# Written request a
According to the rabbi's column below, who invaded the Beit Hamikdash?

# Document extract
..........

Rabbi Joel Lehrfield
 
The Rabbi's Study
December, 2002

By the time you will have received this Bulletin, Chanukah will have passed. Its arrival so early this year was a mixed blessing. On the one hand, it's hard to believe that Chanukah has come and gone. We barely had time to recover from Thanksgiving and the Festival of the Lights was upon us. On the other hand, it's nice to separate Chanukah from our neighbors' religious season. Our Holydays have very little in common with theirs and the happenstance of their occurring close together, denies their essential differences.

I do get a very special set of feelings around Chanukah time. It's nice to see families join in festive celebration and light the candles. It's pleasurable to see the faces of children and grandchildren as they receive Chanukah gelt or open their presents (a non-Jewish harmless custom). Yet I am saddened by the realization that Chanukah's original meaning is often lost. Chanukah is a Holyday based upon stubbornness of the Jewish people in its commitment and loyalty to its faith. The people who invaded the Beit Hamikdash (Temple) were not Greeks; they were Jews. They were Jews who thought that the times called for a new approach to their faith. They were Jews who thought the faith as practiced when they were younger, was outdated and needed to come into line with current thinking on the nature of aesthetics and philosophy and the practices of their neighbors. So, having captured the seat of ecclesiastical power, they set about changing their faith in such a way, that their traditions were denied and their laws rewritten. That there remained a committed, stubborn, loyal element, in spite of the groundswell to imitate the Hellenists, was a gift from Hashem. Ultimately, the patience of the committed faithful wore thin. They rebelled against the prevailing order and a battle for the soul of the Jewish people ensued. If it would not have been Matityahu who struck the spark, I'm sure it would have been someone else. To this reactionary group, we owe the Judaism we practice today.

..........

# Written request b
Echo the entries word for word, from their first line down to the line that contains "[595,365,618,385]", including both of those lines.

..........

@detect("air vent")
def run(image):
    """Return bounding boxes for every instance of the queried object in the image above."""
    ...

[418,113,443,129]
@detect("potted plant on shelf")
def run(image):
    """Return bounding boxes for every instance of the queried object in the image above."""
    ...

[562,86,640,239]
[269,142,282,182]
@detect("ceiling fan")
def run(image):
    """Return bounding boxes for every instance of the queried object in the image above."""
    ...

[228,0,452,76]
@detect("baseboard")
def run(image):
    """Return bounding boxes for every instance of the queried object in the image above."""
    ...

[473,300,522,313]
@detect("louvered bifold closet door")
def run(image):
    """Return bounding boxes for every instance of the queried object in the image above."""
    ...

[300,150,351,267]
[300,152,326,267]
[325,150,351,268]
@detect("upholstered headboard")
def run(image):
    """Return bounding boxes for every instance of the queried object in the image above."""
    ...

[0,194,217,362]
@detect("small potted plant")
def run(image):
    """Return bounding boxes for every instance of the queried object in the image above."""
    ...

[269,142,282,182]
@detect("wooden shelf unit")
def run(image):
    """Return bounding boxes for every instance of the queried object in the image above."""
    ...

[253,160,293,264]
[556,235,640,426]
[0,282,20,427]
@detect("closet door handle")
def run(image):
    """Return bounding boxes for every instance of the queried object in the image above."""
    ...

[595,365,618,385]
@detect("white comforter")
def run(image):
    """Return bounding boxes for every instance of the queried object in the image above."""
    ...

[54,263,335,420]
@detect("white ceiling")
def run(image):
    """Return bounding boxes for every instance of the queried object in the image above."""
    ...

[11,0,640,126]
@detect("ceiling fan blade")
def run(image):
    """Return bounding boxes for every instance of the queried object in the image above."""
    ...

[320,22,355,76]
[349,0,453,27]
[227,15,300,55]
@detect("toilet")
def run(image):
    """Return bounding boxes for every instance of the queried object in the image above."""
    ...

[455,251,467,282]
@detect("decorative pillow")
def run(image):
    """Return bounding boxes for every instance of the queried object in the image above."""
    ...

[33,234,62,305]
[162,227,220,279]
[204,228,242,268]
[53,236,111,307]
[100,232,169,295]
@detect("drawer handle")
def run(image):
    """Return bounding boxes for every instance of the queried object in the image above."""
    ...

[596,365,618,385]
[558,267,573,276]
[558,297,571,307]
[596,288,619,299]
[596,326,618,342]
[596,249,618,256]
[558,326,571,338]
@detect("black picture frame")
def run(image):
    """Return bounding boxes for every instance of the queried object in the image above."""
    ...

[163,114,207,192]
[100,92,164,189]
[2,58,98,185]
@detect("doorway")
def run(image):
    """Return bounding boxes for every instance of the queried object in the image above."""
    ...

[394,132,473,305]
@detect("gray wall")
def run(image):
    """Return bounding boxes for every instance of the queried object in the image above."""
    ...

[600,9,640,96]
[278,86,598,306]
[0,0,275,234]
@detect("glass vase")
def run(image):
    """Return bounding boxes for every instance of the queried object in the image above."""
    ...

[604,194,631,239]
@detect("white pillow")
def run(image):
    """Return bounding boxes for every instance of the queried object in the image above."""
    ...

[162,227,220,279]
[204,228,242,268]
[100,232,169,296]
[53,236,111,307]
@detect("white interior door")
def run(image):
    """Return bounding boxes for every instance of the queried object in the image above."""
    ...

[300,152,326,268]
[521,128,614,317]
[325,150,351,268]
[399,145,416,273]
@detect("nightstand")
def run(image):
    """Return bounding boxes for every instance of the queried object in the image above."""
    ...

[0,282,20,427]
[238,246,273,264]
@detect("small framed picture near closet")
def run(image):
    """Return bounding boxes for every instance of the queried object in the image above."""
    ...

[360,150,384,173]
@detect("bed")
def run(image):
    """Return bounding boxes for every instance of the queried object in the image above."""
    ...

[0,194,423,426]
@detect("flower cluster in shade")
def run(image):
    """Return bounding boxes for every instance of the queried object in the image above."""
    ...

..........

# Expected answer a
Jews did, not Greeks.

# Expected answer b
@detect("air vent")
def run(image):
    """Return bounding boxes for every instance of the queried object in the image above."""
    ...

[418,113,443,129]
@detect("potted plant on shelf")
def run(image):
    """Return bounding boxes for every instance of the queried object in the image above."""
    ...

[562,86,640,239]
[269,142,282,182]
@detect("ceiling fan")
def run(image):
    """Return bounding boxes for every instance of the queried object in the image above."""
    ...

[228,0,452,76]
@detect("baseboard")
def run(image):
    """Return bounding boxes for every instance of the queried object in the image above."""
    ...

[473,300,522,313]
@detect("louvered bifold closet door")
def run(image):
    """Return bounding boxes for every instance of the queried object in the image above."""
    ...

[300,150,351,267]
[300,152,326,267]
[325,150,351,268]
@detect("upholstered headboard")
def run(image):
    """Return bounding boxes for every instance of the queried object in the image above."""
    ...

[0,194,217,362]
@detect("small potted plant")
def run(image):
    """Return bounding boxes for every instance of the queried object in the image above."""
    ...

[269,142,282,182]
@detect("wooden shelf unit")
def run(image):
    """Return bounding boxes for every instance of the queried object in the image above."""
    ...

[253,160,293,264]
[556,235,640,426]
[0,282,20,427]
@detect("closet door handle")
def run(image):
    """Return bounding boxes for every instance of the queried object in the image above."""
    ...

[595,365,618,385]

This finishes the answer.